§ WHAT YOU ARE ASKED TO DO
Your copy of the material must match it exactly, except that pictures are dropped.
----- PROVIDED RECORDS -----
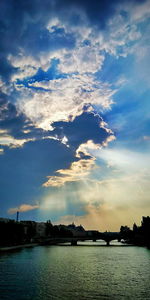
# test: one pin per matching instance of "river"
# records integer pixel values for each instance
(87, 271)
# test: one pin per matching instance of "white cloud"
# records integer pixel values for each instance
(22, 208)
(64, 99)
(8, 140)
(77, 171)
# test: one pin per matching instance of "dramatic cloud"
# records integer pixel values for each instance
(64, 99)
(74, 76)
(22, 208)
(77, 171)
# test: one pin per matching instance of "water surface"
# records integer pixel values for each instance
(76, 272)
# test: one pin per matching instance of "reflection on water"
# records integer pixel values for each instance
(76, 272)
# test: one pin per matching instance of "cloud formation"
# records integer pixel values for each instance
(22, 208)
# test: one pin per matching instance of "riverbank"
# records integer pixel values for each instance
(11, 248)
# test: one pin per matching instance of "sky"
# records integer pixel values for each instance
(75, 111)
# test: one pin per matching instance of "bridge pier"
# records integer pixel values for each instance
(73, 243)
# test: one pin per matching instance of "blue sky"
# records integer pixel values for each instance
(75, 111)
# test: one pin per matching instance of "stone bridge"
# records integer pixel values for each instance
(106, 236)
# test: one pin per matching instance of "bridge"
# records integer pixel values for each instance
(106, 236)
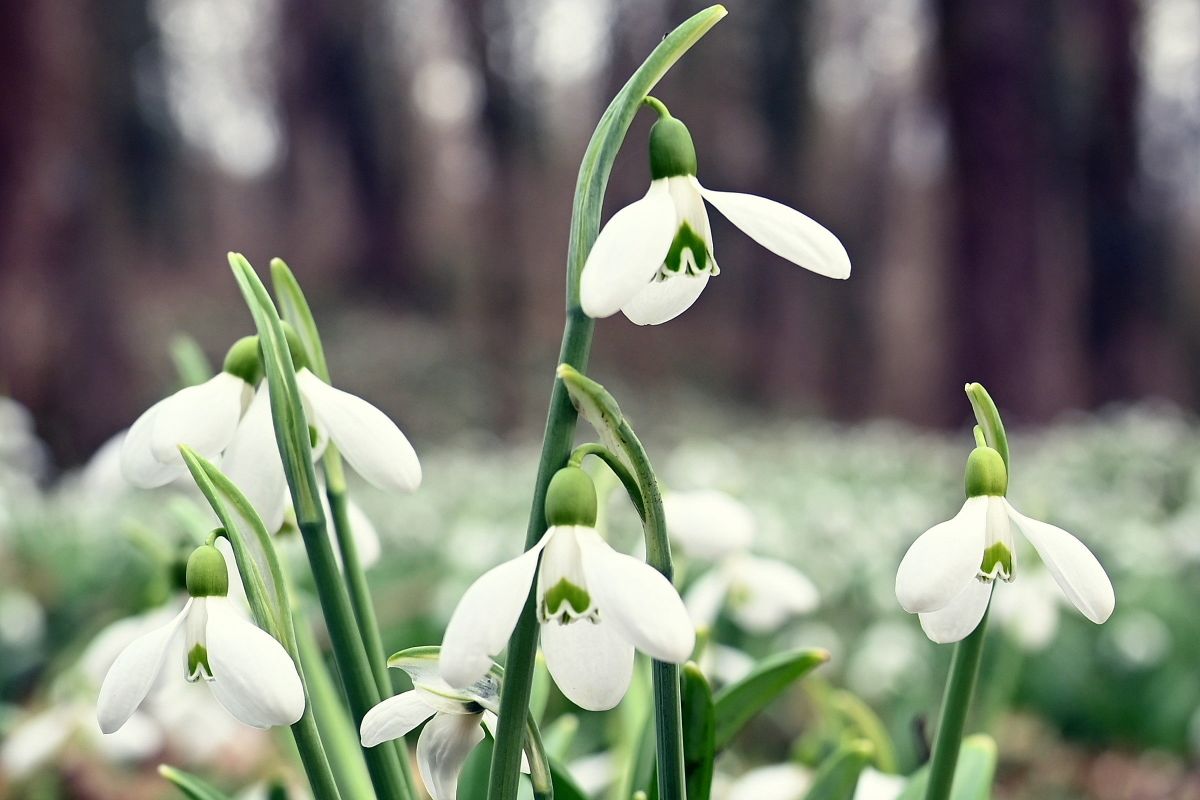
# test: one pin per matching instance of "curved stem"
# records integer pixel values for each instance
(577, 331)
(955, 703)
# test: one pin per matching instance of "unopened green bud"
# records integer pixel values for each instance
(985, 474)
(243, 360)
(207, 572)
(672, 154)
(571, 498)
-----
§ RIGHT ANSWER
# test: one pin per matching instance of "river"
# records integer pixel values for each instance
(87, 271)
# test: one pin per matching instance of "white cloud"
# records integer pixel values for each instance
(22, 208)
(64, 99)
(8, 140)
(77, 171)
# test: one pin per matching instance of "dramatic cloud"
# records integer pixel values for each instance
(64, 99)
(74, 76)
(22, 208)
(77, 171)
# test: one pin per matching instance of "water surface"
# records integer pixel values for each instance
(76, 272)
# test: one pin per matching instance of "reflection on water"
# records integer pixel values for each instance
(76, 272)
# test: one pin per matching instance of "cloud formation"
# records integer pixel values for each instance
(22, 208)
# test: one pin per matching instance of "riverbank"
# records integer pixel values for each instance
(11, 248)
# test: one pin per matching instance of "sky"
# records integer pixel values for each instance
(75, 111)
# test: one pin per matching instance of "bridge pier"
# records integer pixel values for each instance
(73, 243)
# test: one pin per matching instance of "blue sky"
# records integer pixel values for each instance
(75, 111)
# test: one pin per matching instance of "stone bridge"
# records integer pixel values for each instance
(106, 236)
# test: one pin per matching instance of "bridge"
# records integer pixel values for each instance
(106, 236)
# test: one pin per matching instance of "curved stem"
# records integer pixel values for each instance
(577, 331)
(955, 703)
# test: one pin per matching instance of "unopened green bud"
# records integer pixel values for each instance
(985, 474)
(243, 360)
(207, 572)
(672, 154)
(571, 498)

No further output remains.